-- WORK TO COMPLETE --
Please print, word for word, the lines of the material below, starting at the line that contains "drop a point: the elbow" and continuing through the end of the material.

-- DATASET --
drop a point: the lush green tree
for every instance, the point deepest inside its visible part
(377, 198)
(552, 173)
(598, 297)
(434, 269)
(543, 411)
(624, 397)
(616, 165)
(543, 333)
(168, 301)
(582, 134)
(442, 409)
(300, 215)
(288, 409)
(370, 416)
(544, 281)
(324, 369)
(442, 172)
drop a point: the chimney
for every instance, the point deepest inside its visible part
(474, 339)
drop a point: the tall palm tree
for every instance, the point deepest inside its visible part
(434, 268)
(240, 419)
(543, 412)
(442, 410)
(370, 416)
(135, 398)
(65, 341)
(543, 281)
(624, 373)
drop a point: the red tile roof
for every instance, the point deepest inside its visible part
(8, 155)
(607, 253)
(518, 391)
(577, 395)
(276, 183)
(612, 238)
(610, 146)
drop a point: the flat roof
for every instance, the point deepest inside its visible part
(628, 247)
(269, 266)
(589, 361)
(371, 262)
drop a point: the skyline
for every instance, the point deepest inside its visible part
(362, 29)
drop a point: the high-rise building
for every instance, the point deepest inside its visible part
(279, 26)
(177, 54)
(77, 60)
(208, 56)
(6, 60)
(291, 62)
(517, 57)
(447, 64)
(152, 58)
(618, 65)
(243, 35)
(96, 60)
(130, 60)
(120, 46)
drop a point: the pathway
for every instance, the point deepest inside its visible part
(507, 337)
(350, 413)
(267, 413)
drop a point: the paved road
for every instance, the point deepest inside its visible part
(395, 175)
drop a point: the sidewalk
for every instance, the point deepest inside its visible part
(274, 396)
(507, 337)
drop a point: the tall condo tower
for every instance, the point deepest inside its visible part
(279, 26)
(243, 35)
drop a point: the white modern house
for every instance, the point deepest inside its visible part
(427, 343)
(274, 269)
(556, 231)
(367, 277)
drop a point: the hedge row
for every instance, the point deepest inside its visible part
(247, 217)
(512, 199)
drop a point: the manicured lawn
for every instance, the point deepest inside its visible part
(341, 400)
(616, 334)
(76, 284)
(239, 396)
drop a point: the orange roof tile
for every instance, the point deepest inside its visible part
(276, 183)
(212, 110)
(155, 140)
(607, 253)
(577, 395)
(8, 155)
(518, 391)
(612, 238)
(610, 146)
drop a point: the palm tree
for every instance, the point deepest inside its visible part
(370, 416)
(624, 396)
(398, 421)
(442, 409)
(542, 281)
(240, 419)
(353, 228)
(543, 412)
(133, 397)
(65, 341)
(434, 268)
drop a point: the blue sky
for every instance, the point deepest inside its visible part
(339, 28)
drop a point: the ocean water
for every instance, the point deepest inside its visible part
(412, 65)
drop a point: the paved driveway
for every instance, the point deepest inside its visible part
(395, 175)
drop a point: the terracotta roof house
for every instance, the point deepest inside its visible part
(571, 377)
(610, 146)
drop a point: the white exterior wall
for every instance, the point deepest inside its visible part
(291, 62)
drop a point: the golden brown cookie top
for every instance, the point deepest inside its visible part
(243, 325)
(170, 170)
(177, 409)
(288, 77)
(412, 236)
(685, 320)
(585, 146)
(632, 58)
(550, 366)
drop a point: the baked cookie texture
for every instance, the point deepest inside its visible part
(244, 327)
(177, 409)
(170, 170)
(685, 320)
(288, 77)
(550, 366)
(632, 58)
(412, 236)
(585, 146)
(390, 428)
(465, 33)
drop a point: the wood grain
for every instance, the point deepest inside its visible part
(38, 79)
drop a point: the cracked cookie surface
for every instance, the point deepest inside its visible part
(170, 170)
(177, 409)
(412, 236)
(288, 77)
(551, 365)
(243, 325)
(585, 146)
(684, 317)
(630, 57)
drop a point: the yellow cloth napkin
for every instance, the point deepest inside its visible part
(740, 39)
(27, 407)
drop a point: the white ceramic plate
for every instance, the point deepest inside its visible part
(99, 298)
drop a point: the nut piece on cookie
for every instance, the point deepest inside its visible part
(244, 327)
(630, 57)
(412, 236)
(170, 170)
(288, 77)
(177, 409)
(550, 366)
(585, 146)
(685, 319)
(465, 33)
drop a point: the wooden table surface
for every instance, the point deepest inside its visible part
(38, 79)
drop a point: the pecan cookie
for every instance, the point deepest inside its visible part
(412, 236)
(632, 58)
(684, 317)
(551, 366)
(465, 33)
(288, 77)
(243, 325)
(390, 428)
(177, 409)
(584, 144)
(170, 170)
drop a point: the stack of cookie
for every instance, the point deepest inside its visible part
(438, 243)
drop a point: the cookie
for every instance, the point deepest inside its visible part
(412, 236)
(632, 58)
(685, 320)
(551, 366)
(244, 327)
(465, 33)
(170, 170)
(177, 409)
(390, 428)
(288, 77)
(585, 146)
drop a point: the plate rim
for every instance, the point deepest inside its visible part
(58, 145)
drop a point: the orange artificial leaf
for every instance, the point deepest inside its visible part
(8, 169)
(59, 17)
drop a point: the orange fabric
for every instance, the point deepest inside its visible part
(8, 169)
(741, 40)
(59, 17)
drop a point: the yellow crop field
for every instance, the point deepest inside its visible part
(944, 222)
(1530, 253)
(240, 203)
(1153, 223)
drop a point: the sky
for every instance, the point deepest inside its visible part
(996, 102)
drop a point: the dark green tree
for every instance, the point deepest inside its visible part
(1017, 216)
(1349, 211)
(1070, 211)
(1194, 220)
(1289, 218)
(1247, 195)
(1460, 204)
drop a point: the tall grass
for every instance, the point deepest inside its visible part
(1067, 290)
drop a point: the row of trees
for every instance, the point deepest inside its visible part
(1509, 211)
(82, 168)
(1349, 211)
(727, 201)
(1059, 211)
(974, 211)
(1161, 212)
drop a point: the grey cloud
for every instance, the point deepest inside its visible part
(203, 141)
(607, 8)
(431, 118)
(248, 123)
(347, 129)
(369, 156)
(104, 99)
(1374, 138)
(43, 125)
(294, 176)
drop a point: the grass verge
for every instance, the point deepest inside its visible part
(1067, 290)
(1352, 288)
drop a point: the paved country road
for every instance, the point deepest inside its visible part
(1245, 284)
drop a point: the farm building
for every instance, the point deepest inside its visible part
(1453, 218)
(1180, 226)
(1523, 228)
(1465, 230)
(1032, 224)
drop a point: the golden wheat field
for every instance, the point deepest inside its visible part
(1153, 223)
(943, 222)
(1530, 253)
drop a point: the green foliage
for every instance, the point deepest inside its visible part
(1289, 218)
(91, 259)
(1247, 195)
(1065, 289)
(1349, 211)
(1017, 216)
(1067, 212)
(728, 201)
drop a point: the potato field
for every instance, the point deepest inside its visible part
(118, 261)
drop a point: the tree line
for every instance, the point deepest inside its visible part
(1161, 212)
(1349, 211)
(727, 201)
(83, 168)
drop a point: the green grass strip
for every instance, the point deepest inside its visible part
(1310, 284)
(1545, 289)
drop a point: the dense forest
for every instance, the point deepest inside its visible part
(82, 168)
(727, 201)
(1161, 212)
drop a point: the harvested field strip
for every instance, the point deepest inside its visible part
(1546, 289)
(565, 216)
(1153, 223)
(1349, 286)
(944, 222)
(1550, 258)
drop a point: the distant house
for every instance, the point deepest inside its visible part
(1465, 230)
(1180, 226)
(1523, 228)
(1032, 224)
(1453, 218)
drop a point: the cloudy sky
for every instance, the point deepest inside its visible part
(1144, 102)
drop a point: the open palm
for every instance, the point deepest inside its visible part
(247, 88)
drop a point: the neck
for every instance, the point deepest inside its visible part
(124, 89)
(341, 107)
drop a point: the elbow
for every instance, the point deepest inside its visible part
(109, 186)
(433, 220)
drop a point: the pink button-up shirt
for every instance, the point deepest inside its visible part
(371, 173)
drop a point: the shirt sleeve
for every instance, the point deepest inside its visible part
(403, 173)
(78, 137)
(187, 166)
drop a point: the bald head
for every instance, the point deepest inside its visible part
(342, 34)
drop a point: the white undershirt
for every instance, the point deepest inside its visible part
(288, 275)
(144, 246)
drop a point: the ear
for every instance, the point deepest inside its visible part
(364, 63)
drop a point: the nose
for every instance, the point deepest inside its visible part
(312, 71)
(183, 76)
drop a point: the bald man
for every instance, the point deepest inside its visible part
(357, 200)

-- FINAL RESULT --
drop a point: the elbow
for every instance, the point deepest inside its visible part
(109, 186)
(433, 220)
drop a point: the pink button-up shirt
for every instance, the point deepest inside its visible part
(371, 173)
drop a point: the shirt sleeve
for every instance, the point deepest inside its visible part
(403, 173)
(78, 137)
(187, 166)
drop a point: the bald head
for every instance, the point deepest inside its visible part
(342, 34)
drop a point: the white undershirt
for every instance, the point deepest inside its visible part
(288, 275)
(144, 246)
drop a point: the ear
for every instance, the point deepest inside its visible part
(364, 63)
drop a point: the nose
for every instance, the point deepest inside its visible part
(312, 71)
(183, 76)
drop a point: the bald man
for every instance, the point deepest inside its visible part
(357, 200)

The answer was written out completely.